#### Task to carry out
Check each line of the entries below for the string "person"; copy every line where it appears.
*** Opening Supplied material ***
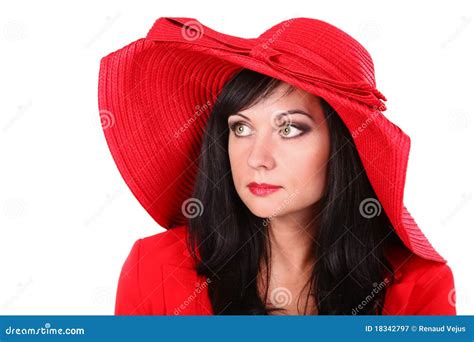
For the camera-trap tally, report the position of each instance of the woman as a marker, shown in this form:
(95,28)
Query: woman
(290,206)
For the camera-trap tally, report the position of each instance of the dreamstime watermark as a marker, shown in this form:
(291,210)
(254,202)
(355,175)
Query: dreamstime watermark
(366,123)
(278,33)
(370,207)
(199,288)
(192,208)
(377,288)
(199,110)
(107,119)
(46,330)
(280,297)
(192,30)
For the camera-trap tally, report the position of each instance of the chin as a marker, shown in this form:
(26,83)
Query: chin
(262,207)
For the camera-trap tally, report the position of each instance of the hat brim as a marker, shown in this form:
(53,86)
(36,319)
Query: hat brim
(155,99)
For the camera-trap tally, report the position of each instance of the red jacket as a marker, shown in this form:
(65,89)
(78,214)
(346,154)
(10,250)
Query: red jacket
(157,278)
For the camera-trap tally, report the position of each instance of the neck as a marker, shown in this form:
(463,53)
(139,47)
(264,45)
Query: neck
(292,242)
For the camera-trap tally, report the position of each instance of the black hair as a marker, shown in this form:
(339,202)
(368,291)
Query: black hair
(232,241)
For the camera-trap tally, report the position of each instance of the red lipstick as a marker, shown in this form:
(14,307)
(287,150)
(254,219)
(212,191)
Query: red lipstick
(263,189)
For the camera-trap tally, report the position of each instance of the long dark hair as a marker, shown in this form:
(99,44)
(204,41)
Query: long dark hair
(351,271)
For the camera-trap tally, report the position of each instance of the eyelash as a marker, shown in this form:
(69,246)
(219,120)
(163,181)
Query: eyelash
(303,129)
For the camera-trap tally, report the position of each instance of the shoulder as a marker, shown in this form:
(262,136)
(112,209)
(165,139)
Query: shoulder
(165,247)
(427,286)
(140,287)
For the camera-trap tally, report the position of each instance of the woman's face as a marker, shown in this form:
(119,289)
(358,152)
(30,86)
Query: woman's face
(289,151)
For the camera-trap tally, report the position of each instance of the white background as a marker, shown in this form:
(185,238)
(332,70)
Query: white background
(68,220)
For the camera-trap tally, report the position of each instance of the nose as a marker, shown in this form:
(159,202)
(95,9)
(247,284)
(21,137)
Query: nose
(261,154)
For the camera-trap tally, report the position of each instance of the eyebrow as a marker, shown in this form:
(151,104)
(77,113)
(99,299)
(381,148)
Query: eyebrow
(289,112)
*** Closing Supplied material ***
*** Opening Supplied material ***
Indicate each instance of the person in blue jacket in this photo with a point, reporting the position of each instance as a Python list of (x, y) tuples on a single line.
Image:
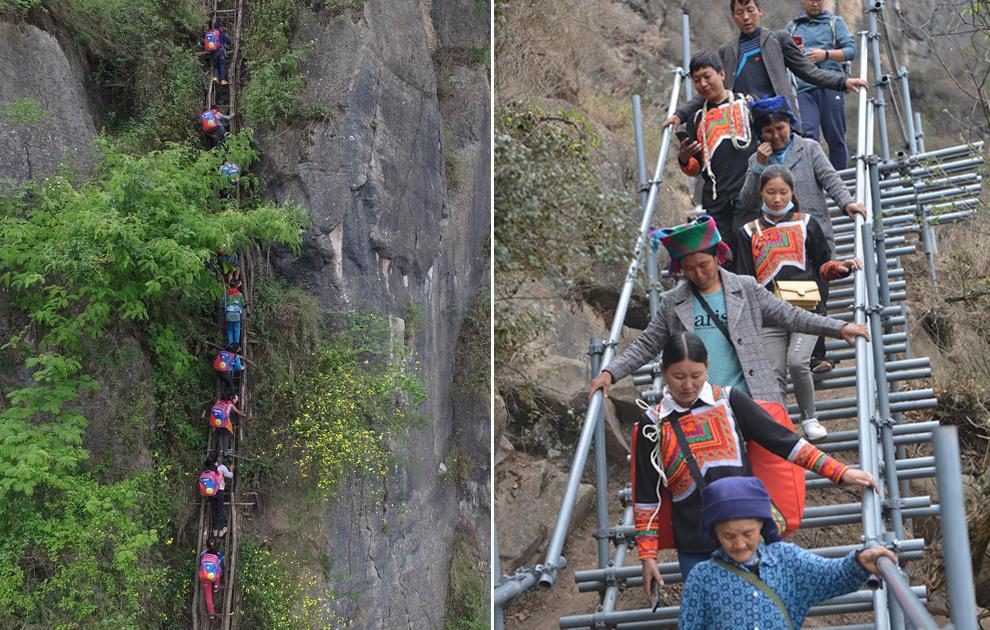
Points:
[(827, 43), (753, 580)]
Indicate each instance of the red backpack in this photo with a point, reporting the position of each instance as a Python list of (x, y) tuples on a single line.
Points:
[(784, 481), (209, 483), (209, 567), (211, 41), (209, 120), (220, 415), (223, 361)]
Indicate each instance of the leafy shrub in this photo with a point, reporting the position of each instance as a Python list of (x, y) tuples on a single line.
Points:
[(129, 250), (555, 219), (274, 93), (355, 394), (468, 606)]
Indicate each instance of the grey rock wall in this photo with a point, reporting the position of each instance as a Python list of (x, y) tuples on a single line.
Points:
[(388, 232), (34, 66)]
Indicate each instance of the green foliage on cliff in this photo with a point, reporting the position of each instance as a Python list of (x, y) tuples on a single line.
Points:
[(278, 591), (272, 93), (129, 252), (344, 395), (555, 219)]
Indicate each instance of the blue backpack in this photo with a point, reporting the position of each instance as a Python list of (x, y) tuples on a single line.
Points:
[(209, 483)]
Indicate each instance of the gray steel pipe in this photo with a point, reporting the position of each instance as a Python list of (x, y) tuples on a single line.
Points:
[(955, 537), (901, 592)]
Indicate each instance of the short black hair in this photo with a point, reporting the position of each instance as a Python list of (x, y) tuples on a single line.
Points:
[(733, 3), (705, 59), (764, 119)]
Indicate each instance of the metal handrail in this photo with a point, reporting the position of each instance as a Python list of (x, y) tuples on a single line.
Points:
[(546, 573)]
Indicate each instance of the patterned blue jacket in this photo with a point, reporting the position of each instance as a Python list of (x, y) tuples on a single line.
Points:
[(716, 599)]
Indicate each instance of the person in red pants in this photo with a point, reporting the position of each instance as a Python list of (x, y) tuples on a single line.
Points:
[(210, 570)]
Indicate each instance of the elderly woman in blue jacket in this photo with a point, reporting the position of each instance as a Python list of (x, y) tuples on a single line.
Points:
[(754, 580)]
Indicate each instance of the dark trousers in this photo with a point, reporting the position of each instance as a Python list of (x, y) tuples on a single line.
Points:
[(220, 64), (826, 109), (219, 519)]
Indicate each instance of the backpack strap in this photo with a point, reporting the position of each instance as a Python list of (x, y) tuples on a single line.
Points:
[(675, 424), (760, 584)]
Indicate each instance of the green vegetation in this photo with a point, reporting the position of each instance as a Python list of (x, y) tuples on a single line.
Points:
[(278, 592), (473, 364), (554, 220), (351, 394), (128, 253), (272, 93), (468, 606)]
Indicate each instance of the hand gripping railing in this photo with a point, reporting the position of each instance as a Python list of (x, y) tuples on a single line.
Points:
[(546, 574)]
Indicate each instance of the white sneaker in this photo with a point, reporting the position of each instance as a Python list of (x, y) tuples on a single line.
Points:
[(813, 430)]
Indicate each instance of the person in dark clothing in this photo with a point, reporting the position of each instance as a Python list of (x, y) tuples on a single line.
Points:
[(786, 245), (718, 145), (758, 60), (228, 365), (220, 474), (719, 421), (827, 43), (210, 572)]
*** Closing Supplied material ***
#### Solution
Indicate each instance of the person in blue jacket in this photo with a point, reporting the position of each instance as a Python list of (x, y) tuples on a single line.
Indicate each instance of the person in red pants in this photo with a point, reporting the position of each instance as a Python list of (x, y) tuples on a single line.
Indicate each instance of the person in dark clothing in this photo with a point, reporting the position of each instance as a Python list of (x, y) tuples on a single line.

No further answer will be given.